The novel’s narrator is Robert Syverten, a young man who has come to Hollywood to become a director. Down and out, he meets Gloria Beatty after both have failed to pick up work as film extras. Gloria tells him, “If I’m not a better actress than most of those dames I’ll eat your hat—Let’s go sit and hate a bunch of people…” Robert remarks:

Unless you are registered by Central Castings Bureau you didn’t have much of a chance. The big studios call up Central and say they want four Swedes or six Greeks or two Bohemian peasant types or six Grand Duchesses and Central takes care of it. I could see why Gloria didn’t get registered by Central. She was too blonde and too small and looked too old.

Robert and Gloria are from the middle of the country, and the reader immediately senses they have no chance of making it in Hollywood. They are more in line with Nathanael West’s people who came to California to die than the in-crowd Sammy Glick and Al Manheim run around with in What Makes Sammy Run?

The pair (it’s not really true they are a “couple”) agree to enter a dance marathon. “Free food and free bed as long as you last and a thousand dollars if you win,” Gloria explains. “A lot of producers and directors go to those marathon dances. There’s always the chance they might pick you out and give you a part in a picture.”

Dance marathon contestants, April 20, 1923.

The dance marathon organizers run the contestants ragged twenty-four hours for weeks—weeks—on end. The contestants must keep moving day and night and are only allowed ten-minute breaks every two hours. They learn to eat while shaving, eat while using the toilet, and reading the newspaper while slow-dancing. Good dancers get local sponsors who supply them with free clothes, extra food, even new dance shoes. Entrants fall out of the contest due to sheer exhaustion, collapsing on the dance floor and carried off like an anonymous corpse. Some contestants are professionals who travel the country to enter dance marathons. Most are unemployed, down-on-their-luck young people who enter for the food, the cot, the music, and the company.

- RECORDED INFORMATION -
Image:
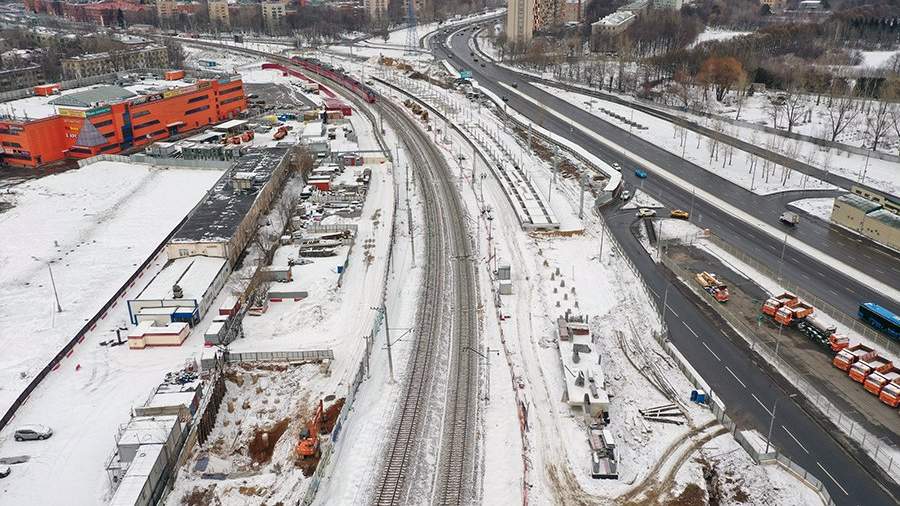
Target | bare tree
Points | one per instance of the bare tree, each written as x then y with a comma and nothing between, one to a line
841,114
878,122
795,106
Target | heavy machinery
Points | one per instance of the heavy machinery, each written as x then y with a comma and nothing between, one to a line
852,354
862,369
712,285
822,333
773,304
308,446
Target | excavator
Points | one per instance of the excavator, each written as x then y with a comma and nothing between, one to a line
308,446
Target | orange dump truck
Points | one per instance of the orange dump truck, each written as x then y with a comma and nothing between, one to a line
773,304
850,355
878,380
788,315
862,369
890,393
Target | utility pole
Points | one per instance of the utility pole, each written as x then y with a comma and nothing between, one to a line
55,294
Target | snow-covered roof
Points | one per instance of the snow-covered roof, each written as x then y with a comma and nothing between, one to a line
193,274
145,430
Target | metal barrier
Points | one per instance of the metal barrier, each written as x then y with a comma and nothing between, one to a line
881,453
279,356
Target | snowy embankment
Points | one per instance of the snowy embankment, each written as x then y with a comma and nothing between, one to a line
739,167
93,226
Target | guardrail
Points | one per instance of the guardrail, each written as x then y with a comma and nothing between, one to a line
278,356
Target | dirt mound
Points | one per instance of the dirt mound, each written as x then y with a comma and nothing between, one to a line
263,443
692,495
329,418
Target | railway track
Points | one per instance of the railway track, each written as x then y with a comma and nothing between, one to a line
449,263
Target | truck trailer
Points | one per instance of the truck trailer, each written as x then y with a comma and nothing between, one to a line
878,380
890,393
850,355
862,369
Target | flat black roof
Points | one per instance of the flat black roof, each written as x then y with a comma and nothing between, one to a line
218,216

- SET OF TASKS -
1 – In the passage about Robert Syverten and Gloria Beatty, extract the portion that begins at the words "The novel’s narrator" and stops after "looked too old.".
2 – According to the passage about Robert Syverten and Gloria Beatty, why does Gloria want the two of them to enter the dance marathon? Answer in one to three sentences.
3 – Write what comes next in the passage about Robert Syverten and Gloria Beatty, picking up after its final sentence.

- RESULTS OF THE TASKS -
1 –
The novel’s narrator is Robert Syverten, a young man who has come to Hollywood to become a director. Down and out, he meets Gloria Beatty after both have failed to pick up work as film extras. Gloria tells him, “If I’m not a better actress than most of those dames I’ll eat your hat—Let’s go sit and hate a bunch of people…” Robert remarks:

Unless you are registered by Central Castings Bureau you didn’t have much of a chance. The big studios call up Central and say they want four Swedes or six Greeks or two Bohemian peasant types or six Grand Duchesses and Central takes care of it. I could see why Gloria didn’t get registered by Central. She was too blonde and too small and looked too old.

2 – Gloria says the marathon gives free food and a free bed as long as they last, plus a thousand dollars if they win. She also says many producers and directors attend these dances and might pick them out for a part in a picture.

3 –
The novel’s grueling depiction of the entrants’ taxing tortures while fox-trotting and jitterbugging throughout an upbeat dance marathon is a model of Hollywood-in-miniature: The artifice of the organizer’s demanding smiles, coiffed hair, and freshened make-up for the audience while the entrants suffer from exhaustion and dehydration, underpaid and underfed. Even the gabby, overly-familiar emcee who attempts to bring sparkle to the competition’s grueling realities is familiar to any viewer of game shows. To drive up interest, the organizers stage a dance wedding for the audience, although the competing couple have no matrimonial intentions—echoes of today’s reality TV, which is not as real as we’re led to believe.

The novel is spare and earthy, and the language is sparse and brisk. McCoy was often compared to James M. Cain (The Postman Always Rings Twice, Double Indemnity), a comparison McCoy detested. The book is interrupted throughout by the disembodied voice of a judge rendering sentencing, an effective way to open a novel (if somewhat Hollywoodish), but a device that grows into a gimmick as the novel proceeds. Fortunately these flashes are only brief reminders, like a voice from the sky, rather than dwelled upon.

The novel’s conclusion comes crashing down in a matter of a few pages. I’m not sure I buy the narrator’s final decision, but Robert’s and Gloria’s bleak despair is palpable. Gloria’s nihilism is so pure and unyielding, it’s a miracle McCoy can maintain our interest in her for the length of the book. Robert’s naivete is almost as strong, sometimes veering into hayseed territory. Economics, greed, and detachment have left these young people clinging to a life raft leaking air, and they barely realize they’re sinking.

As mentioned, Hollywood’s presence in They Shoot Horses is slim, more like a faint church bell chime in the distance reminding the reader of the glamour and wealth not far from the seaside dance hall the marathon takes place in. McCoy’s classic is a Hollywood novel because of Tinseltown’s absence, not presence, in the story—a character everyone is talking about but is never seen by the reader.